[[ PROVIDED DATA, beginning ]]

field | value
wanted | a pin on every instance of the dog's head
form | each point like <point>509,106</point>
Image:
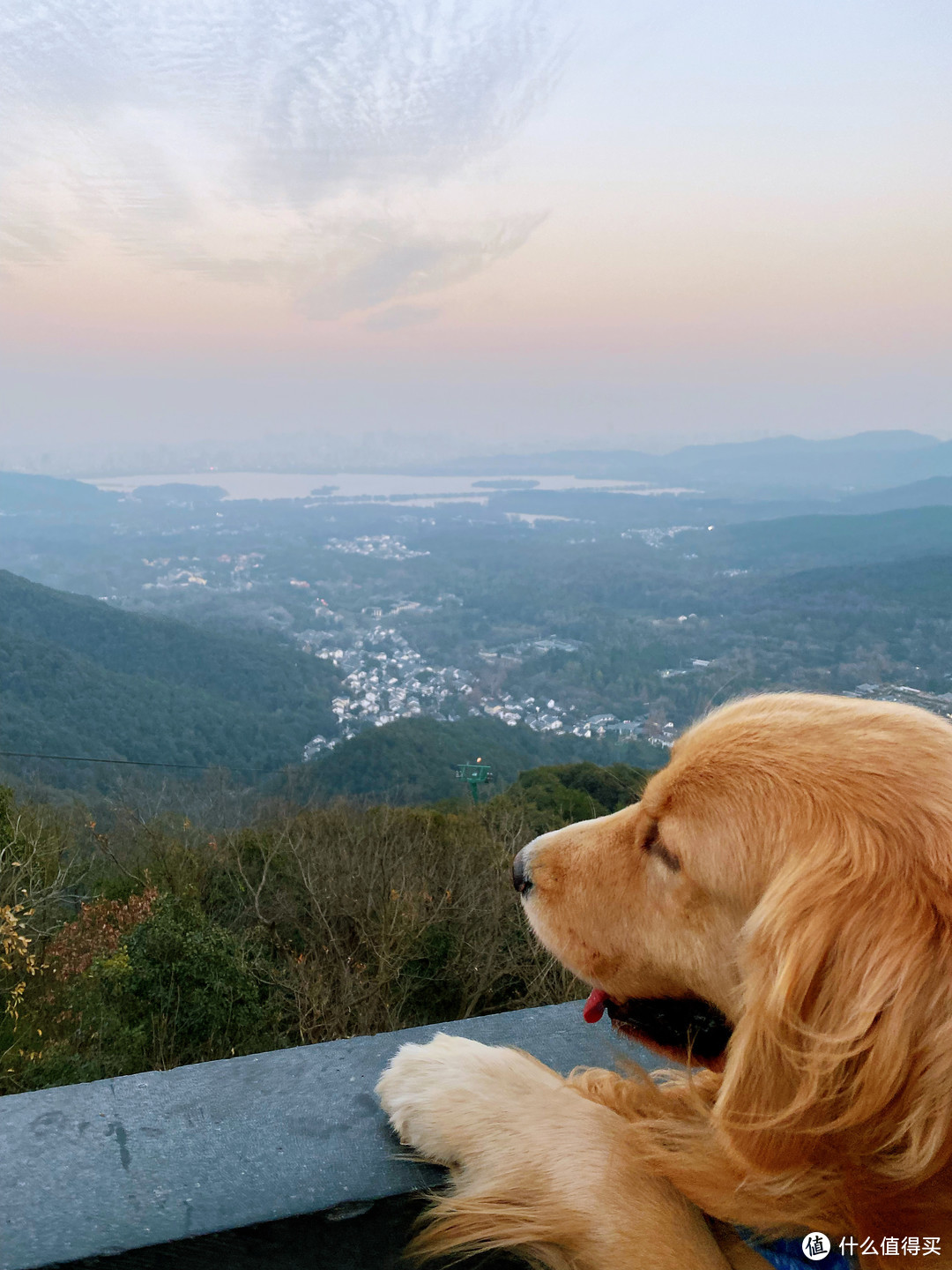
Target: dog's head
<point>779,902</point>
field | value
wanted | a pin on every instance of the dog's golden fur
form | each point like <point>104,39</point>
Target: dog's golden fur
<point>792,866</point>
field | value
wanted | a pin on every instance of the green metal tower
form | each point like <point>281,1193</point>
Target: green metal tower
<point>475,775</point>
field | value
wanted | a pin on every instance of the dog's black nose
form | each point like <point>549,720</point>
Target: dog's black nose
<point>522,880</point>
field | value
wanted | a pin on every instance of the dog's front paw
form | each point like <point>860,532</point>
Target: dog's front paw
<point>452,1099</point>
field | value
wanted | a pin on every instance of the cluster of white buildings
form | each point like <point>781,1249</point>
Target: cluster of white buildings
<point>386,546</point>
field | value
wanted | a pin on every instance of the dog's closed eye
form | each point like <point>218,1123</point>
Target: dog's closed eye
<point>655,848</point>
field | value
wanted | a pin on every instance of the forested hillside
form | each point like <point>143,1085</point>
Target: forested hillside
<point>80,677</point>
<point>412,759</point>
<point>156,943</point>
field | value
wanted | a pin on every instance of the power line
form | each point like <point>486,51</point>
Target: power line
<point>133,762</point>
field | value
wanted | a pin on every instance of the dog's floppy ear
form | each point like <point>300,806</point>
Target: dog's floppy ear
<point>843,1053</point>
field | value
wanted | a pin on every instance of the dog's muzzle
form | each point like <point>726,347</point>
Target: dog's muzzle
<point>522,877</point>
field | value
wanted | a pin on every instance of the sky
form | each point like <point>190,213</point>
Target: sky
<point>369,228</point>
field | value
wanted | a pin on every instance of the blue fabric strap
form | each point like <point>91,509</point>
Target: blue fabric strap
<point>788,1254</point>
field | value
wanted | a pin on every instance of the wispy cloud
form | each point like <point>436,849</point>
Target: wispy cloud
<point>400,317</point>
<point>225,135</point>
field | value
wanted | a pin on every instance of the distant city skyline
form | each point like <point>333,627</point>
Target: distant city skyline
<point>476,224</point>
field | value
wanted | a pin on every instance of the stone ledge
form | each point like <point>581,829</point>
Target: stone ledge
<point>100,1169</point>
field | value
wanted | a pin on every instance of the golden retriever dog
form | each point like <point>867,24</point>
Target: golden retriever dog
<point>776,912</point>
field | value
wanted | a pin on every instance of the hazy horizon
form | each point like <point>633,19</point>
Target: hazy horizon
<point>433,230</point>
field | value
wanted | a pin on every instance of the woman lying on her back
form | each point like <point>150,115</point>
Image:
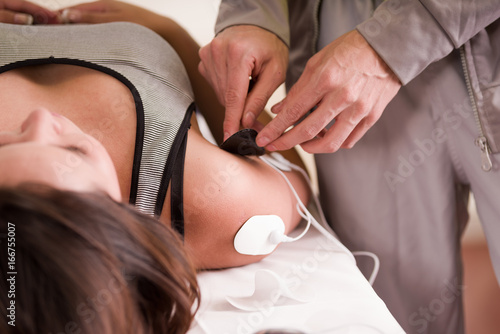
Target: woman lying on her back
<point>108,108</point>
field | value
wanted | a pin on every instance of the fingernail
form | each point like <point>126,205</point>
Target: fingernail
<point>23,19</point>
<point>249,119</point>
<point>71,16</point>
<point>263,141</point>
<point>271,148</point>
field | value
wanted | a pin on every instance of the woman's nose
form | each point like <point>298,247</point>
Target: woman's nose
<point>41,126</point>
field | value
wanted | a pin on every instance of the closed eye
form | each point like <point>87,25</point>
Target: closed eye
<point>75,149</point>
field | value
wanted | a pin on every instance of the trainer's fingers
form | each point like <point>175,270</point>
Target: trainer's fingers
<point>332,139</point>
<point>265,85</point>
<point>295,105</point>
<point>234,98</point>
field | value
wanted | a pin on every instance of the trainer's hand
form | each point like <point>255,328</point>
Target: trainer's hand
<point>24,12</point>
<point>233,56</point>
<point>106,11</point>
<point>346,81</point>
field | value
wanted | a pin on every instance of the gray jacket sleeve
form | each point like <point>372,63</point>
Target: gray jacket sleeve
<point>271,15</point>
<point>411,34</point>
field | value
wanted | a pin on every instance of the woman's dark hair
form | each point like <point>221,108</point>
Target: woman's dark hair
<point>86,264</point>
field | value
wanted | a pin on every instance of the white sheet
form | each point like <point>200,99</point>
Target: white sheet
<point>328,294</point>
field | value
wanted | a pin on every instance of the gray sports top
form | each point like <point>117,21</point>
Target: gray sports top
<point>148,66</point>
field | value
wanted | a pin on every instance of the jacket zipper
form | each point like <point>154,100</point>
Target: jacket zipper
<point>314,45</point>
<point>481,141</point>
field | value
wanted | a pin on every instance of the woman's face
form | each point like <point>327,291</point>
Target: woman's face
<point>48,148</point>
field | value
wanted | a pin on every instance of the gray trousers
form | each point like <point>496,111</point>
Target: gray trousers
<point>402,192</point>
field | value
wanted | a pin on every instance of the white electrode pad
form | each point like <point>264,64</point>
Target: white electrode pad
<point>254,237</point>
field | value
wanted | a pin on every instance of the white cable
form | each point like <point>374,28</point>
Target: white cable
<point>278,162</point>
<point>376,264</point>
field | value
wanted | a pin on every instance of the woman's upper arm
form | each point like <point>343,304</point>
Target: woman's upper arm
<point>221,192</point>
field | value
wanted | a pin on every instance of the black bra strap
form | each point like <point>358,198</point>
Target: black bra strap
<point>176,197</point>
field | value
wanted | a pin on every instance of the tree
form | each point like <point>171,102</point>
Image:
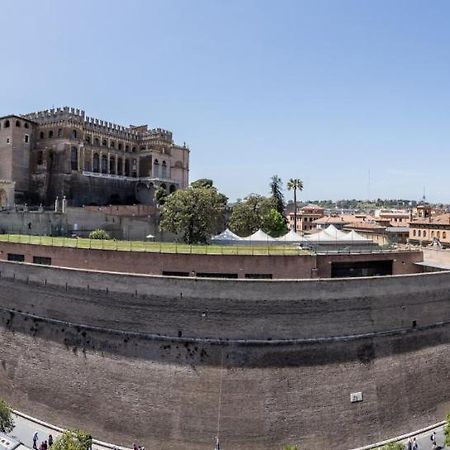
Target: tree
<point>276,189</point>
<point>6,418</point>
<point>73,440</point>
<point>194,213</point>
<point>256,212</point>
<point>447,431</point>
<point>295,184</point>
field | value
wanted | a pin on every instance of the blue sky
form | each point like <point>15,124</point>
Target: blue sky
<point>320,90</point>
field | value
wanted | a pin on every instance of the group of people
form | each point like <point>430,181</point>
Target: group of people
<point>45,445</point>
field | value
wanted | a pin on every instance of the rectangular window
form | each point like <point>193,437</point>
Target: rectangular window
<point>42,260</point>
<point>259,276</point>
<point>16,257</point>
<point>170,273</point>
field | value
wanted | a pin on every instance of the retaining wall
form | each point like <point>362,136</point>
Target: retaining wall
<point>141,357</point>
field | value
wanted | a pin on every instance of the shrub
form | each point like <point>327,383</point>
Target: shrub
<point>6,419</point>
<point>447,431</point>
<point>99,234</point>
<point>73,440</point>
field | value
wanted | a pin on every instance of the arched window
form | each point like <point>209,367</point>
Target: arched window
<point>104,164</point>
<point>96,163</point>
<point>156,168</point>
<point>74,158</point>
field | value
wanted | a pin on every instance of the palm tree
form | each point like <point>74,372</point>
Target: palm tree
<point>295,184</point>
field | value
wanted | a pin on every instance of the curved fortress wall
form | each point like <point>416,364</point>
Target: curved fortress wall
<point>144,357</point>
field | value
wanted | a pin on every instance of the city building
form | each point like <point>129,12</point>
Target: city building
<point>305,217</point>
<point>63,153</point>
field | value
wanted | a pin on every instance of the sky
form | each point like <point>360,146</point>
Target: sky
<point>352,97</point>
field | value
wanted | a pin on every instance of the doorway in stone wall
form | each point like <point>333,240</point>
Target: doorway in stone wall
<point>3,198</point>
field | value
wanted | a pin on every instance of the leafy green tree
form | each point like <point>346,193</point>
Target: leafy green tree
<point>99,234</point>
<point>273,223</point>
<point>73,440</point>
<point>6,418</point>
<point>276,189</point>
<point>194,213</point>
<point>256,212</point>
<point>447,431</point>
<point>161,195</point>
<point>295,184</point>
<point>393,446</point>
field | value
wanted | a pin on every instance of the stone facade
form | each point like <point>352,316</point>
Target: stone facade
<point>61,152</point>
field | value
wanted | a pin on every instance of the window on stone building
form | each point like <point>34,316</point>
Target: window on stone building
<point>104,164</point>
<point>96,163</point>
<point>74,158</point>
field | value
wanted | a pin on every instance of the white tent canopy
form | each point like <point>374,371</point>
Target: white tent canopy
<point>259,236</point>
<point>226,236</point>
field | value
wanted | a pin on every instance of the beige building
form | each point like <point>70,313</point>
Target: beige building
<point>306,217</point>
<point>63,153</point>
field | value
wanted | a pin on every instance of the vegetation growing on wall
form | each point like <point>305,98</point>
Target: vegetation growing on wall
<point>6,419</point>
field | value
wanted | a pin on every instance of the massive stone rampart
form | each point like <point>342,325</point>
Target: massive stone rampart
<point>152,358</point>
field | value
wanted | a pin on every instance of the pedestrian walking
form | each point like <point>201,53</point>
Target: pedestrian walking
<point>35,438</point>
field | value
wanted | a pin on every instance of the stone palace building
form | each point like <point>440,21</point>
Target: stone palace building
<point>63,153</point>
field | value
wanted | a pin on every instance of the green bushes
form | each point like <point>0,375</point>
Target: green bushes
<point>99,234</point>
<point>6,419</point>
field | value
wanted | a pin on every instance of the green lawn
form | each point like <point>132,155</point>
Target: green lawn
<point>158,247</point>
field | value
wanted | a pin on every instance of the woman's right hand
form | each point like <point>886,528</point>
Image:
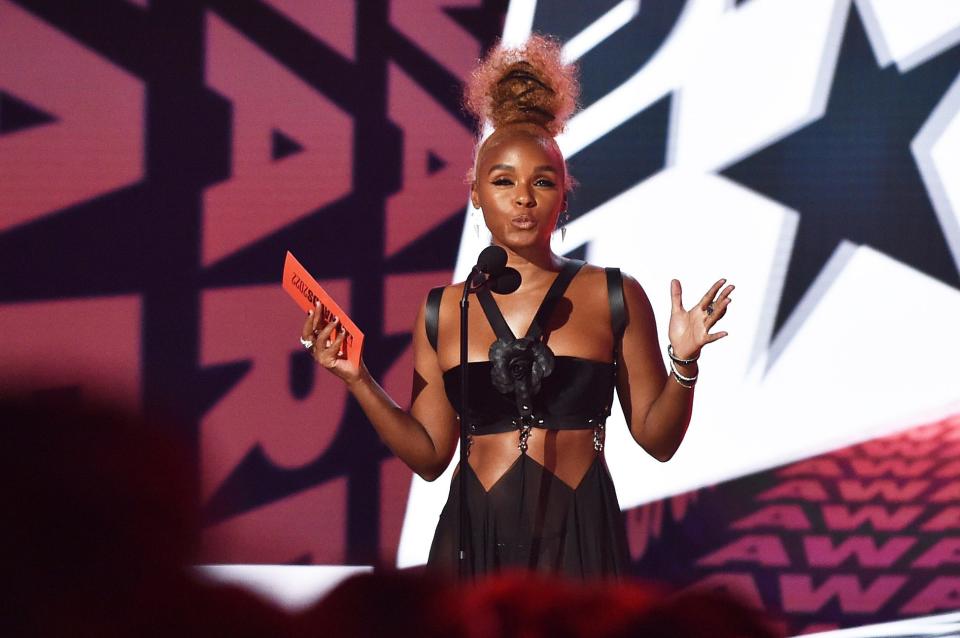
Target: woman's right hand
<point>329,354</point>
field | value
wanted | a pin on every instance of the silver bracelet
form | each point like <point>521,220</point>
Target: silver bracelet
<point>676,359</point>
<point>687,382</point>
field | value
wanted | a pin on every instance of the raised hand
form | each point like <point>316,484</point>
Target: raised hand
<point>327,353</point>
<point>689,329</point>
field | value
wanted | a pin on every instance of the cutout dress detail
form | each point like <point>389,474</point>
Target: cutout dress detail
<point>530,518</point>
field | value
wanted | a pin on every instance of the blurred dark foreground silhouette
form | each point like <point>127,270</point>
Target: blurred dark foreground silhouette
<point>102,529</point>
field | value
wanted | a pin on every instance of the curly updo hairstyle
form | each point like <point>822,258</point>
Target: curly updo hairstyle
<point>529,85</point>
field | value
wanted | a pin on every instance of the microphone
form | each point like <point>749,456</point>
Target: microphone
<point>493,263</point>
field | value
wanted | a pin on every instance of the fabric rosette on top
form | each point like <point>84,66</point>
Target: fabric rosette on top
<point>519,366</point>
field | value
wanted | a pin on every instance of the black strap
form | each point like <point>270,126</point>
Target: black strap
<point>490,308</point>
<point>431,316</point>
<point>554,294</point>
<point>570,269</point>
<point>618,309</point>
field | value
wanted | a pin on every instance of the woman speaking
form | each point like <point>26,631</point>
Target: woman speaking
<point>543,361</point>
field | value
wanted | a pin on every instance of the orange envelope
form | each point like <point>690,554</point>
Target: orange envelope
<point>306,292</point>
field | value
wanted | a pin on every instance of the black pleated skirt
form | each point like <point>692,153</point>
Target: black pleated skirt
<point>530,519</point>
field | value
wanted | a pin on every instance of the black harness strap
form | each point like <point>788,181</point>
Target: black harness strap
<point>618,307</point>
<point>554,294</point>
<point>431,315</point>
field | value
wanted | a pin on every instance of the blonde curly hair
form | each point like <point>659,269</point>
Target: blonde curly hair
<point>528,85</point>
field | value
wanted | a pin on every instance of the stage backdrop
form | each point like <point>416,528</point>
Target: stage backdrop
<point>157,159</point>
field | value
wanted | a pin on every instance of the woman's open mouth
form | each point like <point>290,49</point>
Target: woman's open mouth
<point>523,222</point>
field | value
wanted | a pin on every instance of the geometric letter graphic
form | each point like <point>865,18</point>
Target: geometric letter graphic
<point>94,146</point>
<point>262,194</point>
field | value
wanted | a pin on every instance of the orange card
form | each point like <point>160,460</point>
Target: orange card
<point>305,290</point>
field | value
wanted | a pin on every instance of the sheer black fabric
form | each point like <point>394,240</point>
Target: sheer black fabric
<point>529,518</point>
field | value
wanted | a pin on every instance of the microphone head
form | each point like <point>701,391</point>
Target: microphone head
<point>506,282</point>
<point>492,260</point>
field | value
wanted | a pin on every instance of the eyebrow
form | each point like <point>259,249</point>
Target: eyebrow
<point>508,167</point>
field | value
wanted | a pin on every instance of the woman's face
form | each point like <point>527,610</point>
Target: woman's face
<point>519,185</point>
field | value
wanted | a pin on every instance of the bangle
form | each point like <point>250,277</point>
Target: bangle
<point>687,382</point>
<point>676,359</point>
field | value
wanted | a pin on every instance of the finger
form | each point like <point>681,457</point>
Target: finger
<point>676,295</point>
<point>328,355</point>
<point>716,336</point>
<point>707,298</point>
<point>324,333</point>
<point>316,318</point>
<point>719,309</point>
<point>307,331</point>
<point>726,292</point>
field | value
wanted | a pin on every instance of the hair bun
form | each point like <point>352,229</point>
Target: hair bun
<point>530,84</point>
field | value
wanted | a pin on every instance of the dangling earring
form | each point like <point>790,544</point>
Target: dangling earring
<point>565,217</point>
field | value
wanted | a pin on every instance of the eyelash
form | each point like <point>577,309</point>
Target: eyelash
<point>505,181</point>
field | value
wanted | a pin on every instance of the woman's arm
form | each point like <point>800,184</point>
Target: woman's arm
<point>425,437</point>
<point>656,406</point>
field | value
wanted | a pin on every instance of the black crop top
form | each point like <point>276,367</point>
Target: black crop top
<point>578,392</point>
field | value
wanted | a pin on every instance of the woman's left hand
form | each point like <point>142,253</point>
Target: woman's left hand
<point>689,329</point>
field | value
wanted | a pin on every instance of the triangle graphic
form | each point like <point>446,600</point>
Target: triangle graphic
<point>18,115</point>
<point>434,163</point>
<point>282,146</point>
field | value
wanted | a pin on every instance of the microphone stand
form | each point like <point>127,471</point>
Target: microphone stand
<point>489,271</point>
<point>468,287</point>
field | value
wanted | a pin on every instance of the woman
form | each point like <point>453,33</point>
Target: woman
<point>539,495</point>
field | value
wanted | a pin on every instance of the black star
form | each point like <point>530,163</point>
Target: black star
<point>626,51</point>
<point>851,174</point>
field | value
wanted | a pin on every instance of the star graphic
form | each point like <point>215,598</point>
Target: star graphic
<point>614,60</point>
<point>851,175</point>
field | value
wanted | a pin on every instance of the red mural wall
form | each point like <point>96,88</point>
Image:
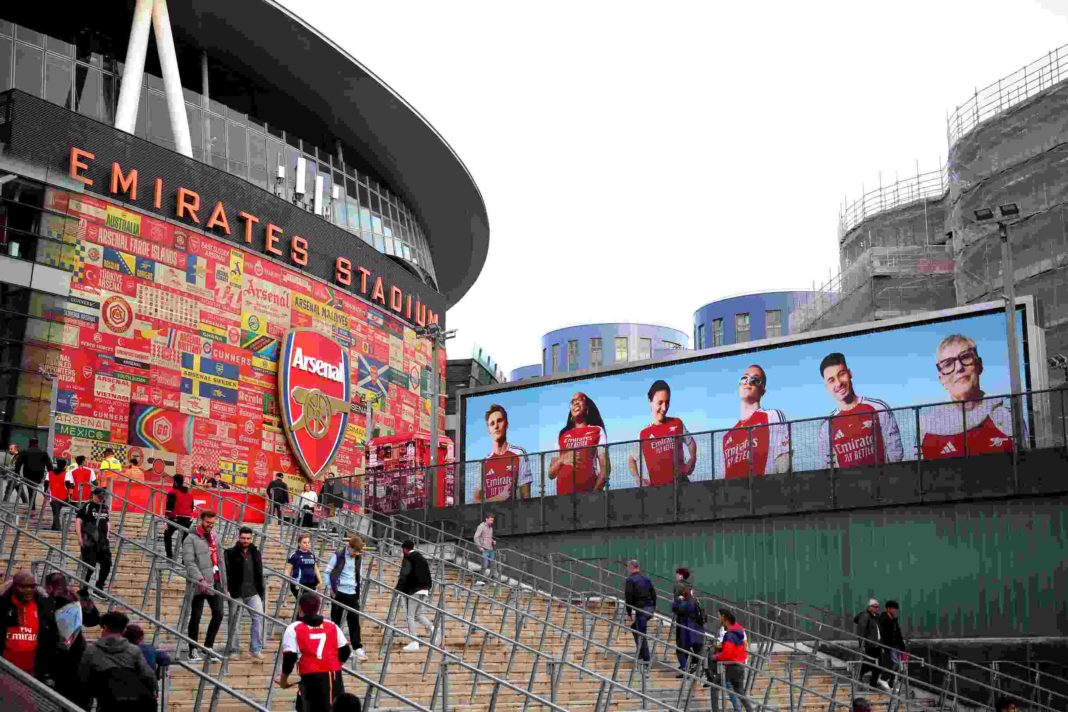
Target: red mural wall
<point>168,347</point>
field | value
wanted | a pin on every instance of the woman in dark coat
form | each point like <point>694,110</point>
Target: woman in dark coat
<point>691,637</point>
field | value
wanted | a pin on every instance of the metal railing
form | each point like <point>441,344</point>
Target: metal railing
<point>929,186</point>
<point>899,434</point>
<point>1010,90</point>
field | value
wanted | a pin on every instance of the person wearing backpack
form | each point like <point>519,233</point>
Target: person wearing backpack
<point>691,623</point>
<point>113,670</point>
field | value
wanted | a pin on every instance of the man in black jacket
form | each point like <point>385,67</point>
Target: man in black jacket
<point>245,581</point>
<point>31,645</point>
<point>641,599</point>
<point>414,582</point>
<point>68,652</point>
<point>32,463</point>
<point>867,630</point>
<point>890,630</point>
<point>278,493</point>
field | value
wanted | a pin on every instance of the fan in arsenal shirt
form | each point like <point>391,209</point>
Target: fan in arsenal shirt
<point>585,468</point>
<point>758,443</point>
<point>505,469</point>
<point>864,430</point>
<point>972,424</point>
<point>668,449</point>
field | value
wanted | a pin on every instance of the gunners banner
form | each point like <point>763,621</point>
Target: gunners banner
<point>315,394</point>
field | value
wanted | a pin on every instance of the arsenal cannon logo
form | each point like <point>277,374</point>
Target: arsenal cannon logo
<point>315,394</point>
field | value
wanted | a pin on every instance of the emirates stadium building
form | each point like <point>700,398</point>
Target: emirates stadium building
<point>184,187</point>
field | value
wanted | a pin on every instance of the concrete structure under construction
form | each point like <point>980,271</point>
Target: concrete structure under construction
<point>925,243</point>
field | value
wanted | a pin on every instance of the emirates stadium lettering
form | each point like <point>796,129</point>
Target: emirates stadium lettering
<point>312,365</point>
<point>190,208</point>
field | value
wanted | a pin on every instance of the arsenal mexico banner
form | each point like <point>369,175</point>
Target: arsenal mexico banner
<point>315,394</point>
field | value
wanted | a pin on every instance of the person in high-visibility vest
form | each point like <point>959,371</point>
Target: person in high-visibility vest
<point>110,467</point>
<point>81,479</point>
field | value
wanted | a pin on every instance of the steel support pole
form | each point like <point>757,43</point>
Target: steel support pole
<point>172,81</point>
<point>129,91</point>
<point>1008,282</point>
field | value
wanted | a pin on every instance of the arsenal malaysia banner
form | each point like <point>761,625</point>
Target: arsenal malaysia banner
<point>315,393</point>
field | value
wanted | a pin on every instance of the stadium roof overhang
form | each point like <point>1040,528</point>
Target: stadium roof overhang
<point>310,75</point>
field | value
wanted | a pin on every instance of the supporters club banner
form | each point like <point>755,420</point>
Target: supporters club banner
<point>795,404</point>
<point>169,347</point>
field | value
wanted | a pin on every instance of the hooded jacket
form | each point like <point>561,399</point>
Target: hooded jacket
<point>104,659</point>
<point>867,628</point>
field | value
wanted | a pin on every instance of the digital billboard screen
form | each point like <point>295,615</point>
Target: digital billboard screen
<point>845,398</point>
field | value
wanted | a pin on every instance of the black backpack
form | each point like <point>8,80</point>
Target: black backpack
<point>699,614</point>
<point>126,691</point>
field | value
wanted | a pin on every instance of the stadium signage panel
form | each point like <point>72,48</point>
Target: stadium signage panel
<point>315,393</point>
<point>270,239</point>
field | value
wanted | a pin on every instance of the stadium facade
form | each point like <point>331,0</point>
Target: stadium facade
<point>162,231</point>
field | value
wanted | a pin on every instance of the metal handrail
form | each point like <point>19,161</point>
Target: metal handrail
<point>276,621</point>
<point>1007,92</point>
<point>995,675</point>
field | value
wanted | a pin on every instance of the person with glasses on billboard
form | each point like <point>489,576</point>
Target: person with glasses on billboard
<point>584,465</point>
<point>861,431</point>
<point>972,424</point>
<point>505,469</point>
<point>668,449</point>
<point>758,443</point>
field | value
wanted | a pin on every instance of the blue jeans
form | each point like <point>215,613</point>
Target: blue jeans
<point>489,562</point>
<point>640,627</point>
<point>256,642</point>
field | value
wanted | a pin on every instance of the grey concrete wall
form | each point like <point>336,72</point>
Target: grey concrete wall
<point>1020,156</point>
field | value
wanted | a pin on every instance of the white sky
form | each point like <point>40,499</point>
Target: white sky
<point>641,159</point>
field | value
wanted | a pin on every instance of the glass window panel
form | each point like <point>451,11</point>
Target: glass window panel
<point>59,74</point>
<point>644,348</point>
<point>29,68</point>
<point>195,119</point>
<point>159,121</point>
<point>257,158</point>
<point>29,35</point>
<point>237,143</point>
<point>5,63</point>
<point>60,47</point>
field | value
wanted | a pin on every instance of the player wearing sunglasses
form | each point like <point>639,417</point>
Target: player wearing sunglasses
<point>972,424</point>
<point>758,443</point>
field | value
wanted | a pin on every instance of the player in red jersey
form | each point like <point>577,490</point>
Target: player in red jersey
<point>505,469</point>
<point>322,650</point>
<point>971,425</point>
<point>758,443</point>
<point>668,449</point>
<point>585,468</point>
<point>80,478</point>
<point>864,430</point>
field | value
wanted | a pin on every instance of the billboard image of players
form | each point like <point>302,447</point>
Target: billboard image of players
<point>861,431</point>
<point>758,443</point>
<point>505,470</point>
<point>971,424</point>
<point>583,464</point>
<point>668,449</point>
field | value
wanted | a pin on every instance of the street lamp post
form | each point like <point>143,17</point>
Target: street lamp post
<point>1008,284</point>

[[ PROVIDED DATA, end ]]

DIRECTIONS FOR THIS TASK: From the entries above, return exactly the line containing "wanted | a pin on every instance of the microphone head", the line containing "wanted | a pin on every instance of the microphone stand", and all lines between, and nothing else.

WRITTEN ANSWER:
wanted | a pin on every instance of the microphone head
form | each point like <point>701,391</point>
Target: microphone head
<point>506,282</point>
<point>492,260</point>
field | value
wanted | a pin on every instance of the eyebrow
form | each point like <point>259,249</point>
Target: eyebrow
<point>508,167</point>
field | value
wanted | a pin on every instance of the woman's face
form | each point like <point>527,610</point>
Target: woman's face
<point>519,185</point>
field | value
wanted | a pin on every instance of the bangle
form | each point like <point>250,277</point>
Target: bangle
<point>687,382</point>
<point>676,359</point>
field | value
wanted | a pin on every instance of the finger
form | each point like <point>681,457</point>
Target: finger
<point>676,295</point>
<point>328,355</point>
<point>716,336</point>
<point>707,298</point>
<point>324,333</point>
<point>316,318</point>
<point>719,309</point>
<point>307,331</point>
<point>726,292</point>
field | value
wanted | a pin on every instance of the hair bun
form | each point like <point>352,229</point>
Target: hair bun
<point>530,84</point>
field | value
wanted | a pin on every instance of the dangling earring
form | each point like <point>790,544</point>
Target: dangling earring
<point>565,217</point>
field | value
wanted | a pin on every instance of the eyelash
form | each point like <point>577,309</point>
Target: eyelash
<point>505,181</point>
field | value
wanted | a pin on every instance of the woman's arm
form | each point like <point>800,184</point>
Target: woman's arm
<point>425,437</point>
<point>656,406</point>
field | value
wanted | a pin on every instance of the black crop top
form | each point like <point>276,367</point>
Target: black crop top
<point>578,392</point>
field | value
wanted | a pin on every instance of the woman's left hand
form | each point like <point>142,253</point>
Target: woman's left hand
<point>689,329</point>
field | value
wanted | a pin on every instance of the triangle graphic
form | each point like <point>446,600</point>
Target: triangle graphic
<point>18,115</point>
<point>434,163</point>
<point>282,146</point>
field | value
wanted | a pin on every instance of the microphone stand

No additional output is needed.